» The task: Scan the material that follows. Copy every line containing the word "Where".

» Dataset records:
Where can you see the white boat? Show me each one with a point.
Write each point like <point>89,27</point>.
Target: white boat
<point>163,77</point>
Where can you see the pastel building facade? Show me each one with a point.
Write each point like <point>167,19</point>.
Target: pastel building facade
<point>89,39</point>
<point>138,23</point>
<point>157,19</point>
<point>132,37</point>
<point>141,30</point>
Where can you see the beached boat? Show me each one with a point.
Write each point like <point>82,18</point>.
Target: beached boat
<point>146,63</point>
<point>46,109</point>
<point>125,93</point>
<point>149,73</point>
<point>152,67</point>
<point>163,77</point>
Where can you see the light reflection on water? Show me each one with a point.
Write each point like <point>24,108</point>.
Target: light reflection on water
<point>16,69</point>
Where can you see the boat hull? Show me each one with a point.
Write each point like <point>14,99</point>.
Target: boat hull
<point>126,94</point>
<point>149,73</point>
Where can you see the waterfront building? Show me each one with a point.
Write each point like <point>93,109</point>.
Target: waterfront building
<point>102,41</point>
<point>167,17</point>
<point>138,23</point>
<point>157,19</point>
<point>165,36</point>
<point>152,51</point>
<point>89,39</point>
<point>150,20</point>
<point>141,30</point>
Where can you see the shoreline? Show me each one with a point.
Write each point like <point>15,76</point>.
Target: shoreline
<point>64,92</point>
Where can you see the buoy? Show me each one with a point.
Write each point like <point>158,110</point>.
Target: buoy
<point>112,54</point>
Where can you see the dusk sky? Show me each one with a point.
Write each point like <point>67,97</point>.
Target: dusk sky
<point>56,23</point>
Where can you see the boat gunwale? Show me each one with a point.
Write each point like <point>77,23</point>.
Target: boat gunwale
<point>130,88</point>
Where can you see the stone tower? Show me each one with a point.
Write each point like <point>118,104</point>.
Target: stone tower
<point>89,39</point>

» Result for this exercise:
Where can you see the white boat? Show me each one with a point.
Where can you see the pastel building facade? Show me each one with a point.
Where can you see the beached boat? Show me each one with a point.
Where can you see the light reflection on water? Show me each one with a point.
Where can you see the boat hull? Show me each one with a point.
Where can you see the waterfront building? Show me each one with a point.
Where can you see the shoreline? Show me each one with a point.
Where can you see the buoy? Show me each one with a point.
Where can you see the dusk sky? Show me each one with a point.
Where can you see the boat gunwale? Show me each one with a point.
Where can you see the stone tower? Show me each one with a point.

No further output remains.